Write out each record again exactly as it stands.

----------------------------------------

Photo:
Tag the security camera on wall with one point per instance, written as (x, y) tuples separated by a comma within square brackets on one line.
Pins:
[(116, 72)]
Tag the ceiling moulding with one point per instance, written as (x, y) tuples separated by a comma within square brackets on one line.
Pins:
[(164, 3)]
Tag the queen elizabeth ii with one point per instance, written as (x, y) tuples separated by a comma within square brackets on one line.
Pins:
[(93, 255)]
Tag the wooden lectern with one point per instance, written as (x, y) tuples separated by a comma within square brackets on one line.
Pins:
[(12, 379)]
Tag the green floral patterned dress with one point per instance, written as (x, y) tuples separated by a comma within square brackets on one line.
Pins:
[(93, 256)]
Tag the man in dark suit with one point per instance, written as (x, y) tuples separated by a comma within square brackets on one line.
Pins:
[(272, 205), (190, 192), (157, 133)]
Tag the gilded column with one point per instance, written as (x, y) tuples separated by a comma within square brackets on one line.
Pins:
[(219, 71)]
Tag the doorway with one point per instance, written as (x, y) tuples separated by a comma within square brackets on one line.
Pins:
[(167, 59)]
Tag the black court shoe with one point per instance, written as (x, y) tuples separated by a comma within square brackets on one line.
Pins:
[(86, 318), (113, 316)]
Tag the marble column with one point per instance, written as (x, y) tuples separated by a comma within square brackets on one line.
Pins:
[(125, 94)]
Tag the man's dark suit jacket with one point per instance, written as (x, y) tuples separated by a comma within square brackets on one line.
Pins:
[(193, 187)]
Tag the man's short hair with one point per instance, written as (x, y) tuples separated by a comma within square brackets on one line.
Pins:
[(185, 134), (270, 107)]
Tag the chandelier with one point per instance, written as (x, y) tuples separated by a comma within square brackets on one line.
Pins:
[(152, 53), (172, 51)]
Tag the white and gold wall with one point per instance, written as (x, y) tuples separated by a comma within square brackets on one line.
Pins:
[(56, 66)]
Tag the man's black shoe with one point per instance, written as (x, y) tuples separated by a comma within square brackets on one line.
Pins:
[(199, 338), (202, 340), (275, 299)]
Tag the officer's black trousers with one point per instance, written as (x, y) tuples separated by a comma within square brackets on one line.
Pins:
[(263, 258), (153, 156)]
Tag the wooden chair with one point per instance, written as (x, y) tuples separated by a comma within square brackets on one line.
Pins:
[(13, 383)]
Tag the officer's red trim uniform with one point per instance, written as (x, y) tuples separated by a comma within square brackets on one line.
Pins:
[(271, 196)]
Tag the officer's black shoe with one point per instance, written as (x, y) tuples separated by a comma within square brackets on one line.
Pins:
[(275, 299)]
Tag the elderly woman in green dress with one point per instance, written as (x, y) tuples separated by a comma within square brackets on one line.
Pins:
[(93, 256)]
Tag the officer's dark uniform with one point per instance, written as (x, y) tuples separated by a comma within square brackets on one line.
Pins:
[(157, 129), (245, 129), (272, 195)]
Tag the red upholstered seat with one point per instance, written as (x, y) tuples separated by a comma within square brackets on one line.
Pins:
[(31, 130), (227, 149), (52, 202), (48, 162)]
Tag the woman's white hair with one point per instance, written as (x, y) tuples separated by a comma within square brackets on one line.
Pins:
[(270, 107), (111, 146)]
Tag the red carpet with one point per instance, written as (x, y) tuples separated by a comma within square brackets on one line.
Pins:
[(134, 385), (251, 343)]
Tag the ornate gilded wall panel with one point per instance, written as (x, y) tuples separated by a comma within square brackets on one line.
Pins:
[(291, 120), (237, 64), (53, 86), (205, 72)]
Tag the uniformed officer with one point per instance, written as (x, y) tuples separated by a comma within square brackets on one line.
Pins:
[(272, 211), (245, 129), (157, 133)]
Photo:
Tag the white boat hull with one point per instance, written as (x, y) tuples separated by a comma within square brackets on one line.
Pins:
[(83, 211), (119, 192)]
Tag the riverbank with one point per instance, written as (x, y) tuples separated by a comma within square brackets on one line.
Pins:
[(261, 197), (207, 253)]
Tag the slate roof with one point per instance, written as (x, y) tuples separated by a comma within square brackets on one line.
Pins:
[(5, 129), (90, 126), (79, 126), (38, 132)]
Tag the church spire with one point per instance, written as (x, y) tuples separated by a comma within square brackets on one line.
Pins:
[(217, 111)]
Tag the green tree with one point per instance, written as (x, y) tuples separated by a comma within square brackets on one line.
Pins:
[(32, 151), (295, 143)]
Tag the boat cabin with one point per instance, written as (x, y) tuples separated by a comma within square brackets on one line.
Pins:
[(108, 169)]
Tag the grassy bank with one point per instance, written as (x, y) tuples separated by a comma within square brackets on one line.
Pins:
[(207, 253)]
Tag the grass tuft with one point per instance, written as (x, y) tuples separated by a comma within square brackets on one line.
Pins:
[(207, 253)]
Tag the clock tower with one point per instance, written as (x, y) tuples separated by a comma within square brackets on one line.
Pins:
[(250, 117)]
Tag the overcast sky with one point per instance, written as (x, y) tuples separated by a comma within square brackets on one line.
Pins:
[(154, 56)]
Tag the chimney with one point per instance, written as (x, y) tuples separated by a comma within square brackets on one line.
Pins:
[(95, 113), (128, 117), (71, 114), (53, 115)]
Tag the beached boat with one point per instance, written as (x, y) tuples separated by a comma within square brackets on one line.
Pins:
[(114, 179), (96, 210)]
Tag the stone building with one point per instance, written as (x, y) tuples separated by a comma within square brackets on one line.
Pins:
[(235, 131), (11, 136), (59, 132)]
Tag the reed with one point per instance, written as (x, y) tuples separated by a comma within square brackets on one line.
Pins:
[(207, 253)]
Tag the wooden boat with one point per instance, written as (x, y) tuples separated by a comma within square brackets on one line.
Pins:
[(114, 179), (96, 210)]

----------------------------------------

#### Exercise response
Photo:
Tag the security camera on wall with one point per instance, written as (x, y) tuples separated by a comma within square brackets on one line.
Pins:
[(116, 72)]
Tag the ceiling moulding with one point per instance, written as (x, y) tuples separated by a comma within square brackets on one line.
Pins:
[(164, 3)]
Tag the queen elizabeth ii with one point per instance, written as (x, y) tuples separated by a comma within square brackets on one line.
Pins:
[(93, 255)]
Tag the wooden lectern with one point per instance, written as (x, y) tuples separated by a comma within square brackets on one line.
Pins:
[(12, 379)]
Tag the green floral patterned dress with one point per instance, written as (x, y) tuples separated by a comma within square brackets on one line.
Pins:
[(93, 256)]
Tag the man in dark suit with one point per instance, written as (x, y) tuples separated by a comma within square brackets on one line.
Pins:
[(272, 205), (190, 192), (157, 133)]
Tag the gilded column with one point per instance, written as (x, y) tuples separated by a comma within square brackets on one line.
Pins:
[(219, 71)]
Tag the doorway with one point per instance, written as (x, y) tuples separated by a comma within square brackets on one line.
Pins:
[(167, 59)]
Tag the black court shoe with one point per instance, written as (x, y) tuples separated by a comma within square brackets on one line.
Pins:
[(86, 318), (113, 316)]
Tag the marble column with one point per instance, written as (x, y) tuples separated by a comma within square brackets on one line.
Pins:
[(125, 94)]
Tag the man's dark suit jacket with one point per instance, written as (x, y) tuples separated by a comma within square brackets on one line.
Pins:
[(193, 187)]
Tag the man's short hair with one point per instance, written as (x, y) tuples separated by a comma within square brackets on one line.
Pins:
[(185, 134), (270, 107)]
Tag the chandelier with one point per instance, written as (x, y) tuples separated by a comma within square brackets on one line.
Pins:
[(152, 53), (172, 51)]
Tag the white and gold wall with one point per instance, written as (x, y) tuples separated by a comma within square brackets on one line.
Pins:
[(56, 66)]
Tag the man's black shoe with one point per instance, written as (x, y) tuples separated by a comma within square brackets on one line.
Pins:
[(199, 338), (202, 340), (275, 299)]
Tag the officer's black trousers with one point per instance, written as (x, y) tuples separated by a comma within square brackets on one line.
Pins:
[(263, 258), (153, 156)]
Tag the wooden chair with one point per instance, written as (x, y) tuples separated by a comma within square brackets on one line.
Pins:
[(13, 383)]
Tag the officer's red trim uniform with one point per instance, written as (x, y) tuples separated by a comma within square brackets on one line.
Pins:
[(271, 196)]
Tag the officer's black shoe with one point per instance, written as (x, y) tuples separated by a comma within square brackets on one line.
Pins:
[(275, 299)]
Tag the elderly woman in green dress with one point per instance, written as (x, y) tuples separated by a comma within square brackets on one line.
Pins:
[(93, 256)]
Tag the officer's dark uniform with one point per instance, written as (x, y) tuples separated by a comma within square brackets on one line.
Pins:
[(157, 129), (245, 129), (272, 195)]
Tag the red upholstered seat with one point per instance, written as (x, y) tuples separated by a comma within square brackets on one line.
Pins:
[(31, 130), (227, 149), (52, 202), (48, 162)]
Tag the woman's white hair with one point per instance, written as (x, y) tuples separated by a comma within square brackets on one line.
Pins:
[(270, 107), (111, 146)]
Tag the red carpet with one point per instance, written as (x, y) tuples separated by a comma within square brackets on one line.
Pins:
[(134, 385), (251, 343)]
Tag the ornate gilded wall panel with one point per instance, written as (x, y) tuples separated by a comma within square brackets on one line.
Pins:
[(291, 120), (237, 64), (53, 86), (205, 72)]
Tag the uniformed officer with one point per instance, written as (x, y) tuples separated by a comma within square brackets on one line.
Pins:
[(272, 211), (245, 129), (157, 133)]
Photo:
Tag the white boat hull with one point per instance, written as (x, y) tuples separated by a comma within square brackets on one line.
Pins:
[(83, 211), (119, 192)]
Tag the riverbank with one point per instance, written as (x, y) tuples separated by a comma within square brackets on one line.
Pins:
[(261, 197), (207, 253)]
Tag the slate roof with one point per instance, written as (x, y) tuples separated by a comma within square brackets on one line.
Pins:
[(5, 129), (90, 126), (79, 126), (38, 132)]
Tag the church spire with one point per instance, written as (x, y) tuples separated by a comma within square brackets on one line.
Pins:
[(217, 111)]
Tag the green tree with one point per instance, written as (x, y) tuples separated by a comma within square brackets on one line.
Pins:
[(32, 151), (295, 143)]
Tag the boat cabin with one point per instance, written as (x, y) tuples separated by a comma within square brackets on one line.
Pins:
[(108, 169)]
Tag the grassy bank with one point per instance, written as (x, y) tuples separated by a comma within square brackets on one line.
Pins:
[(207, 253)]
Tag the grass tuft with one point per instance, written as (x, y) tuples separated by a comma within square brackets on one line.
Pins:
[(207, 253)]
Tag the clock tower with one point per instance, written as (x, y) tuples separated by a comma within square brackets on one line.
Pins:
[(250, 117)]
Tag the overcast sky with one point per instance, written as (x, y) tuples separated by a comma within square brackets on one line.
Pins:
[(154, 56)]
Tag the chimney with one point per instance, written as (x, y) tuples separated by a comma within square brackets on one line.
Pins:
[(95, 113), (128, 117), (71, 114), (53, 115)]
Tag the beached boat with one point per instance, written as (x, y) tuples separated by a comma within square brackets on one line.
Pins:
[(114, 179), (96, 210)]
Tag the stone building with one point per instance, written as (x, y) tuples separated by a comma within square brackets on one line.
Pins:
[(235, 131), (11, 136), (59, 132)]
Tag the reed with one point per instance, written as (x, y) tuples separated by a comma within square brackets on one line.
Pins:
[(207, 253)]
Tag the wooden boat with one point per instance, written as (x, y) tuples separated by a comma within square brackets on one line.
Pins:
[(114, 179), (96, 210)]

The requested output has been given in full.